## PASSAGE:
Gold, as we all know, is believed to be defunct. It has 
been tossed on the scrap heap of monetary history...along 
with notes issued by the Bank of Howardsville, Virginia, 
and the Confederate dollar...neither of which could 
compete with the stronger, better-positioned U.S. dollar.


Gold has been made unnecessary, we are told, by the "just 
in time," zero inventory policies of ATM-connected 
households. People who don't save dollars certainly see 
no reason to save gold. And its job as a back brace for 
central bankers has been eliminated. The work of 
disciplining the currency markets is done today by bond 
vigilantes and the market itself. With inflation-adjusted 
treasury bonds, for example, which pay only slight less 
interest than a non-adjusted bond, who needs gold?


Never since the Middle Ages have people had so much faith 
in something they couldn't see. Then, it was the power of 
the Almighty God, whose works were both mysterious as 
well as omnipresent. Today, it is the almighty dollar - 
manifested more often in strings of digital code than 
actual pieces of paper. 


Faith in "the system" must be at an epic high. A family 
in Duluth, with no savings of any sort, is so confident 
that its needs will be met that it lays in no supplies... 
neither food, water, heat - nor a medium of exchange with 
which to buy these things. Instead, the head of the house 
is sure that when she goes to the nearest ATM 
machine...or uses one of her 13 credit cards...the 
programmers and clerks that tend to these things will not 
let her down.


A year ago, this confidence was put to the test. Computer 
nerds remembered that they had failed to allow for the 
biggest numerical change in the Gregorian calendar in 
1,000 years...when 1999 turned into the year 2000. 
Programmers, IT engineers, professional alarmists, and 
our own Gary North warned that if the problem were not 
corrected in time (and there was widespread doubt that it 
could be) the entire system could collapse.


Whether by expensive intervention or cheap dumb luck this 
did not happen. The present year was rung in without so 
much as a single ATM machine in Tajikistan reporting a 
failure. This, of course, has confirmed the impression 
that the system is invulnerable.

## EXERCISE TASKS:
1. From the passage on gold, list the groups and people said to have warned that the whole system could collapse when 1999 turned into 2000.
2. Continue the passage on gold, starting after the sentence that ends "the system is invulnerable."
The lines after the passage on gold can be left aside.

## DATA PROVIDED:
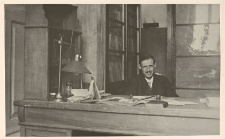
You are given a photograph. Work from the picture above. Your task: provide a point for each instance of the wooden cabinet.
(122, 47)
(44, 24)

## RESPONSES PER TASK:
1. Programmers, IT engineers, professional alarmists, and Gary North.

2.
The system in which people seem to have most faith is the 
Federal Reserve one. Custodian of the dollar, and 
helmsman of the world's largest floating economy, the Fed 
has reached a level of public confidence only surpassed, 
perhaps, by Biblical figures. In fact, I have it from one 
of my usually unreliable sources that they no longer 
serve fine wines at meetings of Fed officials. They serve 
water, and Alan Greenspan turns it into wine.


"That makes two leaps of faith by our count," writes Jim 
Grant, still keeping his eye on those interest rates, 
"the first being the universal acceptance as money of the 
slips of paper designated 'legal tender for all debts, 
public and private,' or words to that effect. Not only do 
people accept, indeed covet, this intrinsically worthless 
medium of exchange convertible into nothing except other 
units of legal tender, but they also trust implicitly the 
public servants who manage it."


You may have guessed from the title to today's letter, 
however, that not everyone participates in Fed-worship. 
On the question of Greenspan's divinity, there are a 
still a few un-believers amongst us.


"What is really sustaining bullish sentiment about the 
U.S. stock market and, propping up the dollar," asks Dr. 
Kurt Richebacher, a longtime agnostic on the Fed 
chairman, "When asked, everybody pulls the same trump 
card: Faith in the economy's superior qualities, and 
faith in the unique wisdom of Mr. Greenspan. His name 
stands for two tacit presumptions: first, that any signs 
of undesired economic weakness will prompt the Fed to 
instant rate cuts; and second, that the U.S. economy and 
the financial markets will just as promptly respond to 
any monetary easing."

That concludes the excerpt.